**How to complete this task:**
Could you return only the lines that run from the line with "Where can you see the rock" through the final line of the data, exactly as they stand?

*** Opening The data ***

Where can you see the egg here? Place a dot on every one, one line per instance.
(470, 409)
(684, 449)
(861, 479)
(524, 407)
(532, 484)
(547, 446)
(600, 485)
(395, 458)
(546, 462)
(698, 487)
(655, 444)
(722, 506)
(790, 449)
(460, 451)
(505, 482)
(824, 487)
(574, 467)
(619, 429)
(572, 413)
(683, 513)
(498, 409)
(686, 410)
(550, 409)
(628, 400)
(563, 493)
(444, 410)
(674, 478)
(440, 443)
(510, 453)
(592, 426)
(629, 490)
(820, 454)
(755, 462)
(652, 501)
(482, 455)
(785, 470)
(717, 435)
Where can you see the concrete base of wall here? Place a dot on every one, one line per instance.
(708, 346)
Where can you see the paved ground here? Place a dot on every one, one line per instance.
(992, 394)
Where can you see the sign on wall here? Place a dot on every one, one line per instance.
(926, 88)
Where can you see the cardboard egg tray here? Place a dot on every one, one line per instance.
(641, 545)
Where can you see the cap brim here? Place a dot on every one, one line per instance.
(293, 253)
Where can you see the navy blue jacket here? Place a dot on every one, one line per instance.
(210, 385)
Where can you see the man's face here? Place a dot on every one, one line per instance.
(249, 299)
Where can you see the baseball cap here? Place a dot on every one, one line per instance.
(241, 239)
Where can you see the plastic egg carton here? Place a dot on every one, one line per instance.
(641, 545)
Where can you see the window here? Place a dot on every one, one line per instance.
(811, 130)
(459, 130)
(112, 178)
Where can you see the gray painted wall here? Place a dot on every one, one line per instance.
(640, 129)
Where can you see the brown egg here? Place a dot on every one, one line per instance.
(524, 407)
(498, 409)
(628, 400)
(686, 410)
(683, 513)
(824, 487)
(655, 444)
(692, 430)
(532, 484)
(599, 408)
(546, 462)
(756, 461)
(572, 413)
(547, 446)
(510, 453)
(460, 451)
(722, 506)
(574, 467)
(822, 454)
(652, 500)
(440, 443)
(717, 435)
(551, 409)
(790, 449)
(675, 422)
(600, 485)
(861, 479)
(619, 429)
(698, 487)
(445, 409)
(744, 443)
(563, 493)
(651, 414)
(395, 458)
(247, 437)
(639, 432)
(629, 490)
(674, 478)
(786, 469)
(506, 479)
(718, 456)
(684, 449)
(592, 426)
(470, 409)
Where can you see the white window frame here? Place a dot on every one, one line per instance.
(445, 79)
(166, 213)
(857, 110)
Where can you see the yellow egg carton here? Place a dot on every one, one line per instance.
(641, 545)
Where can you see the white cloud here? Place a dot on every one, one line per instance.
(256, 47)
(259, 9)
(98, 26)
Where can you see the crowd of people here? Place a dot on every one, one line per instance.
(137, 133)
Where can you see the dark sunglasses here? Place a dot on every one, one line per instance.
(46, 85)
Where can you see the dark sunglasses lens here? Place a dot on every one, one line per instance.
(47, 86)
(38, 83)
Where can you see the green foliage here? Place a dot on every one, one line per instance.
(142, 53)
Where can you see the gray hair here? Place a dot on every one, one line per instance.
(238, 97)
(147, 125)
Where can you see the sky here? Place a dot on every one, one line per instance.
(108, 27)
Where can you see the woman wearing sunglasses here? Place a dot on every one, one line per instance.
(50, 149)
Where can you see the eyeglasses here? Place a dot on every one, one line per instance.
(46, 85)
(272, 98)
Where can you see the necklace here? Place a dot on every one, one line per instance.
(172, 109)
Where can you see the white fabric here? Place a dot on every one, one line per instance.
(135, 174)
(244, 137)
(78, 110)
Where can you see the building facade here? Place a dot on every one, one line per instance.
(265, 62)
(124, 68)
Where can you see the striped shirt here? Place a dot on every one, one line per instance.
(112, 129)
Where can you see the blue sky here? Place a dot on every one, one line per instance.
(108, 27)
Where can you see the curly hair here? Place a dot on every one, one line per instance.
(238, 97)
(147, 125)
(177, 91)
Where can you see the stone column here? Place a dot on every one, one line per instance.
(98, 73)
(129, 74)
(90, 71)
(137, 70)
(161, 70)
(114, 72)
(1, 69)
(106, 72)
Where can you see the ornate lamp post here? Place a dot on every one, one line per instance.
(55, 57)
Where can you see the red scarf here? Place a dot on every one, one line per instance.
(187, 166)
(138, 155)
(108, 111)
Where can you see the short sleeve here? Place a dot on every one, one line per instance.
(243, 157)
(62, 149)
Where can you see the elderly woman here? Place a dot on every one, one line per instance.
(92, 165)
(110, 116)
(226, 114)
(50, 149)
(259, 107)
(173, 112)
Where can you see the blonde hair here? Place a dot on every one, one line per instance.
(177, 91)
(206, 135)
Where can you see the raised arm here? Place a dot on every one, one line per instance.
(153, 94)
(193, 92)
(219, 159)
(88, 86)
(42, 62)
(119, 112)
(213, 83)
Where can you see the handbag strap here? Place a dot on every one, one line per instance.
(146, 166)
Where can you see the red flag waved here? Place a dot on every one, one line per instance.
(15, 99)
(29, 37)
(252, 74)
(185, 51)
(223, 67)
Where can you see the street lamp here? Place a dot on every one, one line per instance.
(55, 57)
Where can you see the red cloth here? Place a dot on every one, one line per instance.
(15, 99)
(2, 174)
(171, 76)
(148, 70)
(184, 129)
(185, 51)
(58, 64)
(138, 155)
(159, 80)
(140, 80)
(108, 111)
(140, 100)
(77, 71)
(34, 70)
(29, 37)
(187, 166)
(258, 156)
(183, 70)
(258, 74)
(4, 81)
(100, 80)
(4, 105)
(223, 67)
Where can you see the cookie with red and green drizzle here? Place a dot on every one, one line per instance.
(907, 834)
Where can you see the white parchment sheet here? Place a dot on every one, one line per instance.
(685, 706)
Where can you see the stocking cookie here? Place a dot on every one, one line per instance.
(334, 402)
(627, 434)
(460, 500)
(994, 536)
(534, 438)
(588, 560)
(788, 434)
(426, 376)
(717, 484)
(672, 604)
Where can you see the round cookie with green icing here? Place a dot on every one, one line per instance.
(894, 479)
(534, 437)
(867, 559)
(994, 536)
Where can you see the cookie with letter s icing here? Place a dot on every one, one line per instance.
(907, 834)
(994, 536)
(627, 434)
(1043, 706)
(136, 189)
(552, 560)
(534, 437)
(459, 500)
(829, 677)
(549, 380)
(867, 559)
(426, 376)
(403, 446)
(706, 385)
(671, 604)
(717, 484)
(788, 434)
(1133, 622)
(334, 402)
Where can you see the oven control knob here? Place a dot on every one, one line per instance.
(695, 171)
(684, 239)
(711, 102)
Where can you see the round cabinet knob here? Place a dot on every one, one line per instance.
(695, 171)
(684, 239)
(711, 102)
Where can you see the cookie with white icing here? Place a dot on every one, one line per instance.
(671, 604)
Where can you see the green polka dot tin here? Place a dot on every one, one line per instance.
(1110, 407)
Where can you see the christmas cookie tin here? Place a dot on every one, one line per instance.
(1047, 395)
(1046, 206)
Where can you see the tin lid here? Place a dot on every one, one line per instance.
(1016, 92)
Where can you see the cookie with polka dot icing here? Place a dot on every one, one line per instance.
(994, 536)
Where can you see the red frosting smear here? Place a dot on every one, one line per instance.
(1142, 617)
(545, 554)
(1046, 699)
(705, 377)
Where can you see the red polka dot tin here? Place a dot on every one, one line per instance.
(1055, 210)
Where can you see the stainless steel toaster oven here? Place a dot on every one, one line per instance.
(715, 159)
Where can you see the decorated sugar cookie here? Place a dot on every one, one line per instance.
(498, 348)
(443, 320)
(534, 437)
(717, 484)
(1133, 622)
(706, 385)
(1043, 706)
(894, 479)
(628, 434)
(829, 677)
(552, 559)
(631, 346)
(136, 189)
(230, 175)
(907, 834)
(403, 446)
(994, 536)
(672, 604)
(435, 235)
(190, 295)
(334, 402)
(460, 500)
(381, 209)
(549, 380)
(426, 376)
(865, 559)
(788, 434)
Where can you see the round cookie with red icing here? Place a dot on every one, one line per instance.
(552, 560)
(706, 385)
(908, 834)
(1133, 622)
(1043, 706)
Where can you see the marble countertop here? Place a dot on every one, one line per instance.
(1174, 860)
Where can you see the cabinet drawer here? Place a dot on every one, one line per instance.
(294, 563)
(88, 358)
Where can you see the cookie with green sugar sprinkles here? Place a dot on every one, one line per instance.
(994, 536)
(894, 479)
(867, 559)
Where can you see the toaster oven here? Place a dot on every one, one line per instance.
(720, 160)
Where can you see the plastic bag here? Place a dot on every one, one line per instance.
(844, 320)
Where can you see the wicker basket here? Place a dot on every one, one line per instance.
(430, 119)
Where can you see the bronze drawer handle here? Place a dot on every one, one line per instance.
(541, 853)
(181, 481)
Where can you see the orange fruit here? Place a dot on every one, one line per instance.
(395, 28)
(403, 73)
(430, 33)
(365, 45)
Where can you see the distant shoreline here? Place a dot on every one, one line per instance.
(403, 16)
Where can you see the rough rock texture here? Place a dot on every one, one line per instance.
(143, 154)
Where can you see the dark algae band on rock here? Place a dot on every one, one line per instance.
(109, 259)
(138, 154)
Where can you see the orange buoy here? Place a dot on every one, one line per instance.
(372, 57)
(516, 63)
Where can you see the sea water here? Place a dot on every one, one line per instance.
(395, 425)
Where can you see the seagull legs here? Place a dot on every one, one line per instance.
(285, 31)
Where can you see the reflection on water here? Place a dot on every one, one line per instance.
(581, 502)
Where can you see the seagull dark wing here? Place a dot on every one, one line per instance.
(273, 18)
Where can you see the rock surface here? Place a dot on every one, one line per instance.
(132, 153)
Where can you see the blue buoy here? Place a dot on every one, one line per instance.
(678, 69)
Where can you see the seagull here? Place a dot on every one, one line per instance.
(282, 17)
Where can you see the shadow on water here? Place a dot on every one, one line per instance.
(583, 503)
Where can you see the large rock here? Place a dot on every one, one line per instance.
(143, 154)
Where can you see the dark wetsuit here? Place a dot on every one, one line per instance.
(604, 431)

*** Closing The data ***

**Finished task:**
Where can you see the rock surface here? Place a dot on every one, one line per instance.
(132, 153)
Where can you see the blue buoy here? Place a dot on every one, one line per instance.
(678, 69)
Where can you see the seagull here? Place a dot on every one, one line per instance.
(282, 17)
Where can you see the shadow on water here? Place a dot on every one, one line per instance.
(583, 503)
Where can you see the large rock here? Place a dot on every one, one line per instance.
(143, 154)
Where can you see the dark wetsuit here? Place a dot on every one, one line per instance.
(604, 431)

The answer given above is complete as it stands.